**Ejercicio A:**
Responde, según el texto sobre el partido de tenis:
(i) ¿A quién se parecía Wawrinka al empezar el partido?
(ii) ¿En brazos de quién deja el narrador al bebé?
(iii) ¿A quién no dejaba de protestarle Wawrinka?
**Ejercicio B:**
Cambia "cañón" por "misil" y copia el fragmento del texto sobre el partido de tenis que va de "Empezó el partido" a "frío al partido.", ambos incluidos.

Empezó el partido y el suizo Wawrinka parecía el gran Federer en su mejor momento y nuestro Rafa no se parecía a nuestro Rafa. El tal Wawrinka parecía tener un cañón en el brazo y Rafa parecía no poder llegar a las balas que le llegaban desde el otro lado de la red. Miré con preocupación su mano, pero preferí pensar que simplemente había entrado un poco frío al partido.
En algún momento debiste protestar y probablemente te tomé en brazos y te paseé por el salón. Cuando te dejé en los brazos de mamá, listo para comer, vi que el tal Wawrinka parecía tener un cabreo de mil demonios y no dejaba de protestarle al juez de silla. Rafa estaba desaparecido. Atención médica, supuse, la dichosa mano, imaginé. El suizo estaba cada vez más cabreado, y eso que iba ganando. El tal Wawrinka empezó a caerme mal, y olvidando que ya paso de los cuarenta, empecé a desear con todas mis fuerzas que súper Rafa saliera del vestuario con la mano arreglada y barriera de la pista a este suizo impertinente como hacía dos día había barrido a su compatriota, el gran Federer. Y en mitad de este deseo infantil me enteré de que el problema no era la mano.

(Descripciones de objetos en texto libre)
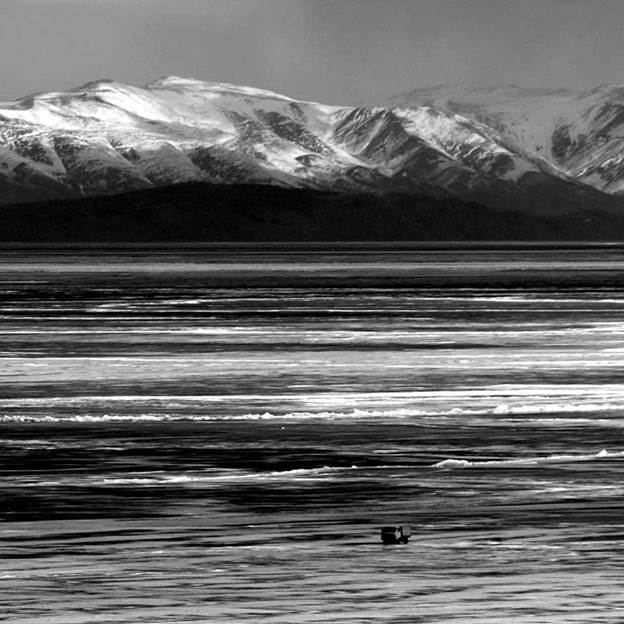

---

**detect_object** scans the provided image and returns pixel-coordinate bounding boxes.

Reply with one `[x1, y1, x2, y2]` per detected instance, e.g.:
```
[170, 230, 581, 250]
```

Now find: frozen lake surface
[0, 245, 624, 624]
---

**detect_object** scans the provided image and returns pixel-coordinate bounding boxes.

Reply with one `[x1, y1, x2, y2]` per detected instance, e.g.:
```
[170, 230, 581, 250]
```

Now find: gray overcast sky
[0, 0, 624, 104]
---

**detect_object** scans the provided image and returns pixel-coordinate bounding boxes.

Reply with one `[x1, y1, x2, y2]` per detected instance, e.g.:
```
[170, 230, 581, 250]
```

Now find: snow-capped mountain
[388, 86, 624, 193]
[0, 76, 624, 213]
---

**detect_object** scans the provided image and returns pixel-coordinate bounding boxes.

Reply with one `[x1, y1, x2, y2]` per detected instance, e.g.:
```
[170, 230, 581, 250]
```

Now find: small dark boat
[381, 524, 412, 544]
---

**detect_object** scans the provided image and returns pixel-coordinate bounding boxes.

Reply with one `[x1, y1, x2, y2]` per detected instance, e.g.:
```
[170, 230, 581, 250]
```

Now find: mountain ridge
[0, 76, 624, 215]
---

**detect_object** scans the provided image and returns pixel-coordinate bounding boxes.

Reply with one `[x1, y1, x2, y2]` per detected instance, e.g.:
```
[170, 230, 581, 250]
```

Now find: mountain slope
[0, 76, 622, 214]
[0, 182, 624, 243]
[388, 86, 624, 194]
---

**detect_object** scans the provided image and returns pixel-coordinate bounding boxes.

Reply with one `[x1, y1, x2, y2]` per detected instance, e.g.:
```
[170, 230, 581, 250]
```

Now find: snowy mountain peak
[0, 76, 624, 212]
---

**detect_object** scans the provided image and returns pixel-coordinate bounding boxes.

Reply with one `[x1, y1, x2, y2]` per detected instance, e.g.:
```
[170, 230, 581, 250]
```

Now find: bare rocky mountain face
[0, 76, 624, 216]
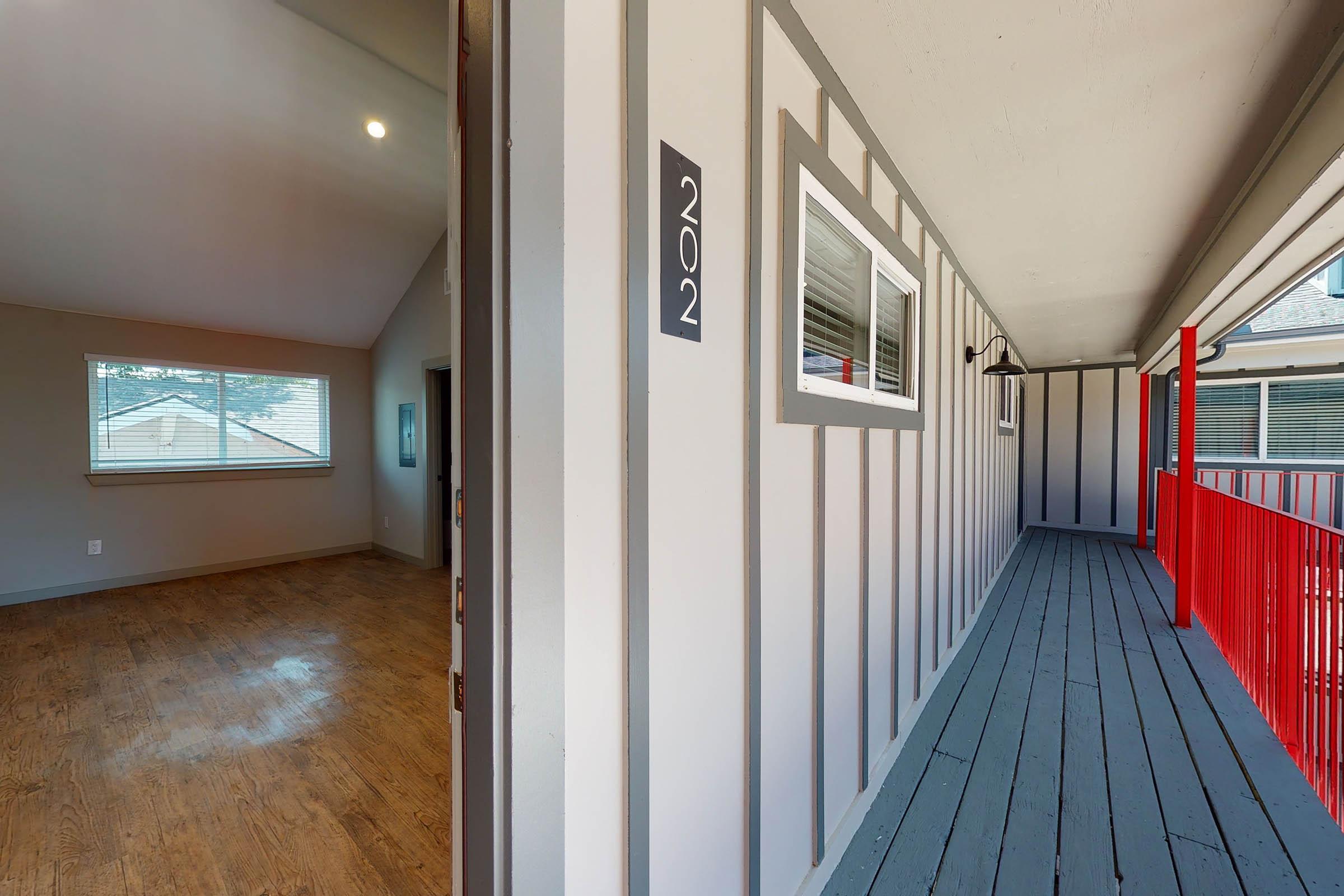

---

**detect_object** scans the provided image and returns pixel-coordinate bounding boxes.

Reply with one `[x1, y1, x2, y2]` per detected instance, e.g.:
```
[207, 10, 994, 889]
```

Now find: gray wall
[0, 304, 371, 603]
[370, 234, 457, 559]
[1023, 365, 1140, 535]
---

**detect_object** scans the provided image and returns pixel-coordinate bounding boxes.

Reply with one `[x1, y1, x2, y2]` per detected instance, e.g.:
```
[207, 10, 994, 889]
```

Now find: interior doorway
[423, 357, 457, 570]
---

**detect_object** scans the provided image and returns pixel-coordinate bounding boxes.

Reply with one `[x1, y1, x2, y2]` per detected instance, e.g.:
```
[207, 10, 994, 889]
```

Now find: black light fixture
[967, 333, 1027, 376]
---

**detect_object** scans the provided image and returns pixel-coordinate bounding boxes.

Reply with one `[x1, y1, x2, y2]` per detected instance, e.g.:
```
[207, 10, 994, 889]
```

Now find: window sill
[85, 464, 336, 485]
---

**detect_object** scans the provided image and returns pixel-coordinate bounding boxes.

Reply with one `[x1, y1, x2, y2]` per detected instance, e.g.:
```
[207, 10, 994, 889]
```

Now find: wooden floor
[824, 529, 1344, 896]
[0, 552, 451, 896]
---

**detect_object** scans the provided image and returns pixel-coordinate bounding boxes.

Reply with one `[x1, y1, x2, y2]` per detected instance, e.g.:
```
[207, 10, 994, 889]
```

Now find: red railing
[1195, 468, 1344, 526]
[1157, 472, 1344, 823]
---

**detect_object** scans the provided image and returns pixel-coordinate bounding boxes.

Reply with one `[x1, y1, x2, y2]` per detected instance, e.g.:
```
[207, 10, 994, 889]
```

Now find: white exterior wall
[753, 11, 1018, 893]
[510, 0, 1018, 896]
[648, 0, 750, 896]
[564, 0, 626, 893]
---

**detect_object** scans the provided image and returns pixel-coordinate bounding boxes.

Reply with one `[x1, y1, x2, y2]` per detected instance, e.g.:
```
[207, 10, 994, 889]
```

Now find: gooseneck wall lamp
[967, 333, 1027, 376]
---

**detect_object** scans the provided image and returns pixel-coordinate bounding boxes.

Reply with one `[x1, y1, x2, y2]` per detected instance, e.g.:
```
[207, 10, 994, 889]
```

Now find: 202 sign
[659, 142, 704, 343]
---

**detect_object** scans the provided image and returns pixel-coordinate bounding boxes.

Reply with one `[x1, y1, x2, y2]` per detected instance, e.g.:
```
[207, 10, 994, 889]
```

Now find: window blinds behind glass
[802, 196, 872, 388]
[88, 360, 330, 470]
[1170, 383, 1259, 458]
[1267, 379, 1344, 461]
[874, 273, 910, 395]
[1170, 383, 1259, 458]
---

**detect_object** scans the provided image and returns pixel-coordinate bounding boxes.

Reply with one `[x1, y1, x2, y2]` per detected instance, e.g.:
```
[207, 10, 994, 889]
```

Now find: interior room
[0, 0, 457, 895]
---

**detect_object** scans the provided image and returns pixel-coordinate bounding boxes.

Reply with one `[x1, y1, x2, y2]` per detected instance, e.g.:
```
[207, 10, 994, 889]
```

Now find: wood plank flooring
[824, 529, 1344, 896]
[0, 552, 451, 896]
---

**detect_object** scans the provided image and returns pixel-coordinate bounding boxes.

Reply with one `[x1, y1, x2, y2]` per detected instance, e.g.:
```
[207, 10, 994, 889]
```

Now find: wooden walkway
[824, 529, 1344, 896]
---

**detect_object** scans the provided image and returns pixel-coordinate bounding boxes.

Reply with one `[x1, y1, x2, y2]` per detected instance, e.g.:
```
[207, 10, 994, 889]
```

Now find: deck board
[824, 529, 1344, 896]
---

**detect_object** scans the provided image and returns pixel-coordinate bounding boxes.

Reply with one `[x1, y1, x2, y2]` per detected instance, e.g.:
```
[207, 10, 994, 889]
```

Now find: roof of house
[98, 392, 317, 457]
[1236, 279, 1344, 336]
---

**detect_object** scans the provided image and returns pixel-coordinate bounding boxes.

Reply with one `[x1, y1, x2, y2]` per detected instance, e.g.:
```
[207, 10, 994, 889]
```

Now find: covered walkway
[824, 529, 1344, 896]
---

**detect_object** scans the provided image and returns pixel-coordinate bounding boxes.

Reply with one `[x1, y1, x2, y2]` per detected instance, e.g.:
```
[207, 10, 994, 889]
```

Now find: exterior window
[1266, 379, 1344, 461]
[796, 168, 920, 410]
[1170, 376, 1344, 464]
[86, 354, 330, 473]
[1172, 381, 1261, 461]
[995, 376, 1018, 430]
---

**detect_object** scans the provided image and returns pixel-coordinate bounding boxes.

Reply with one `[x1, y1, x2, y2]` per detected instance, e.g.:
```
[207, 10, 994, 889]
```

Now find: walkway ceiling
[793, 0, 1344, 367]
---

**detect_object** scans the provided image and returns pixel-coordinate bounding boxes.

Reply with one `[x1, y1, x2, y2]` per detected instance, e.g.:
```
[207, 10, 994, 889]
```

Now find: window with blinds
[1266, 379, 1344, 461]
[790, 169, 920, 410]
[86, 356, 330, 473]
[802, 196, 872, 388]
[874, 270, 910, 395]
[995, 376, 1018, 428]
[1170, 381, 1261, 459]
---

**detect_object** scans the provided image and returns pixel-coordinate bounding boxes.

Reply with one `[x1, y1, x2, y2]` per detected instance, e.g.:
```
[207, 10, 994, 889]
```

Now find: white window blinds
[874, 270, 910, 395]
[802, 196, 872, 388]
[1267, 379, 1344, 461]
[1170, 383, 1261, 458]
[87, 356, 330, 472]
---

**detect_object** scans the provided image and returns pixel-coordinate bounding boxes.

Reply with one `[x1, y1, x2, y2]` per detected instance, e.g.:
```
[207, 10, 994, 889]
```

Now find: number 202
[678, 175, 700, 326]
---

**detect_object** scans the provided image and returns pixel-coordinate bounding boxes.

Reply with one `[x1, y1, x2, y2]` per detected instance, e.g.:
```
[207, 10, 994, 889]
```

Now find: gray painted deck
[823, 529, 1344, 896]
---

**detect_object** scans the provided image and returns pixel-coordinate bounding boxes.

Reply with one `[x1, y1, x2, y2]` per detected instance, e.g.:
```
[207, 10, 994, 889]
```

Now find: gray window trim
[780, 111, 927, 430]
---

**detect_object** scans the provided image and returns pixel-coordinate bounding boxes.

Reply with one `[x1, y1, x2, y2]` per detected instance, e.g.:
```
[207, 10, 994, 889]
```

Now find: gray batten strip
[747, 0, 765, 896]
[891, 431, 903, 740]
[625, 0, 651, 896]
[812, 426, 827, 865]
[817, 87, 830, 155]
[1074, 371, 1083, 525]
[859, 430, 872, 790]
[925, 255, 951, 671]
[1110, 367, 1119, 528]
[1040, 371, 1049, 522]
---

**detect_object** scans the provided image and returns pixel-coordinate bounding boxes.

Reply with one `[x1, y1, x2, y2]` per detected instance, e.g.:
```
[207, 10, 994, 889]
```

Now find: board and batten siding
[1023, 364, 1138, 535]
[753, 3, 1019, 895]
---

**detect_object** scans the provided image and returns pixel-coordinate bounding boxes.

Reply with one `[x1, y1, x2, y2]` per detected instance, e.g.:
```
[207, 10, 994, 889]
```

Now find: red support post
[1176, 326, 1197, 629]
[1138, 374, 1153, 548]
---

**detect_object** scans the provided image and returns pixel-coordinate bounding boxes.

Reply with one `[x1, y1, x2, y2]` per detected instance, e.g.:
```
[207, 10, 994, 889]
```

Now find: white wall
[563, 0, 626, 893]
[753, 11, 1018, 893]
[0, 304, 371, 603]
[370, 234, 456, 560]
[510, 0, 1018, 896]
[648, 7, 750, 896]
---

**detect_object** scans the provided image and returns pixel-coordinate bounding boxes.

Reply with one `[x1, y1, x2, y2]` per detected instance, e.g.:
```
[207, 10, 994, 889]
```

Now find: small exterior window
[793, 168, 920, 411]
[995, 376, 1018, 435]
[85, 354, 330, 473]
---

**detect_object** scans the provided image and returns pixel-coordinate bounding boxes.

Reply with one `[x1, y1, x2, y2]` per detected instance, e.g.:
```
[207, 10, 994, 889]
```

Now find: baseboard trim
[0, 542, 374, 607]
[374, 542, 424, 570]
[1027, 520, 1152, 539]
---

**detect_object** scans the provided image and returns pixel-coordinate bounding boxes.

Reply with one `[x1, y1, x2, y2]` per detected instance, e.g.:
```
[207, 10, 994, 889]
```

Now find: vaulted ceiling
[793, 0, 1344, 365]
[0, 0, 451, 347]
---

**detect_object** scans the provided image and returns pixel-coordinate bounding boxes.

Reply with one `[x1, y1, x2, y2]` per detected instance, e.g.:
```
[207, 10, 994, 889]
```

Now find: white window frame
[995, 375, 1019, 435]
[1172, 374, 1344, 466]
[786, 164, 922, 411]
[83, 354, 336, 477]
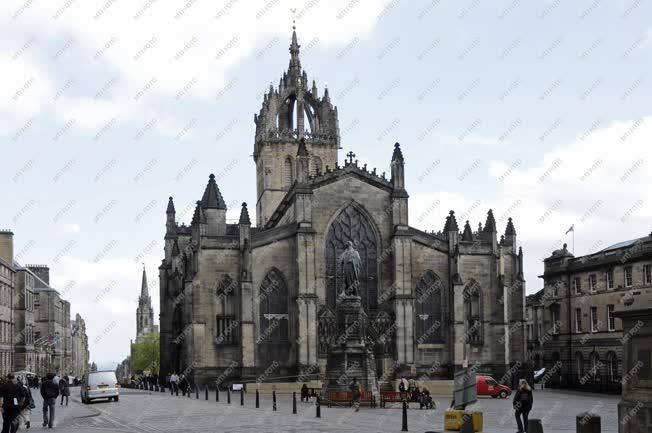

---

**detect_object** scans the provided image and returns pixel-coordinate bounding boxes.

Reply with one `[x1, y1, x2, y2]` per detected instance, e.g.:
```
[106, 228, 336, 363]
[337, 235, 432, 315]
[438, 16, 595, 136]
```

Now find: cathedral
[159, 27, 526, 389]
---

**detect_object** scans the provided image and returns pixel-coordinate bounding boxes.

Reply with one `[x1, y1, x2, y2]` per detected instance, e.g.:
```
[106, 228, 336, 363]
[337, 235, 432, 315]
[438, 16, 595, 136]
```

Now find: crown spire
[140, 263, 149, 299]
[201, 173, 226, 209]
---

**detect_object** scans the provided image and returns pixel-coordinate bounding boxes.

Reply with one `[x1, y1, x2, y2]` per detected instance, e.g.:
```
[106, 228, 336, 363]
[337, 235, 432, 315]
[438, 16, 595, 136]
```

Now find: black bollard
[292, 392, 297, 415]
[575, 412, 602, 433]
[460, 413, 475, 433]
[526, 418, 543, 433]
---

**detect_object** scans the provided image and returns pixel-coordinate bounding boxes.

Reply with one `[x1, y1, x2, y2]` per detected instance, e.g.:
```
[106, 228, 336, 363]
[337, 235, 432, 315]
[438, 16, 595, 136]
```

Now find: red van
[475, 376, 512, 398]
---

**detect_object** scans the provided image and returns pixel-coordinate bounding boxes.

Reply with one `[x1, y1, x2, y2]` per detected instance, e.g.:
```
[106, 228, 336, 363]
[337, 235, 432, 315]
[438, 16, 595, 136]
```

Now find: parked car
[475, 376, 512, 398]
[79, 371, 120, 404]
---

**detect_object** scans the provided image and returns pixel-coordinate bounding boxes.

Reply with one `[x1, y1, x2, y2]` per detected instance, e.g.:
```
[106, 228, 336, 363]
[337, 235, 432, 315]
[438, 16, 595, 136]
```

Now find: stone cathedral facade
[159, 27, 526, 386]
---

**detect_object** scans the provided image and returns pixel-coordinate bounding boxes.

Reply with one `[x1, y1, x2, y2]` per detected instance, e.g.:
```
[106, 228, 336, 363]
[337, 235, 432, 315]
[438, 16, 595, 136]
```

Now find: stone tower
[253, 26, 340, 227]
[136, 265, 156, 341]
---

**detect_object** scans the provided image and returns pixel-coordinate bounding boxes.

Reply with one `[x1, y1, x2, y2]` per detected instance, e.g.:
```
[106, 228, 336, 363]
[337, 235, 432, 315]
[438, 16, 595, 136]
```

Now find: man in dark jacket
[0, 373, 26, 433]
[513, 379, 534, 433]
[41, 373, 59, 428]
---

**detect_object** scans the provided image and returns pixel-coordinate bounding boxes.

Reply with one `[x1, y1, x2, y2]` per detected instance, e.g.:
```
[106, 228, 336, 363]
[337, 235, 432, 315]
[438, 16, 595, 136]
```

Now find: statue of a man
[340, 241, 361, 296]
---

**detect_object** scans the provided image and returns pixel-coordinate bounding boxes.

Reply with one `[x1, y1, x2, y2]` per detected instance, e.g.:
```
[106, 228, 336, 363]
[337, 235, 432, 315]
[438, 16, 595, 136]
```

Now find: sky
[0, 0, 652, 363]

**Respuesta A:**
(i) Al gran Federer en su mejor momento.
(ii) En los brazos de mamá.
(iii) Al juez de silla.

**Respuesta B:**
Empezó el partido y el suizo Wawrinka parecía el gran Federer en su mejor momento y nuestro Rafa no se parecía a nuestro Rafa. El tal Wawrinka parecía tener un misil en el brazo y Rafa parecía no poder llegar a las balas que le llegaban desde el otro lado de la red. Miré con preocupación su mano, pero preferí pensar que simplemente había entrado un poco frío al partido.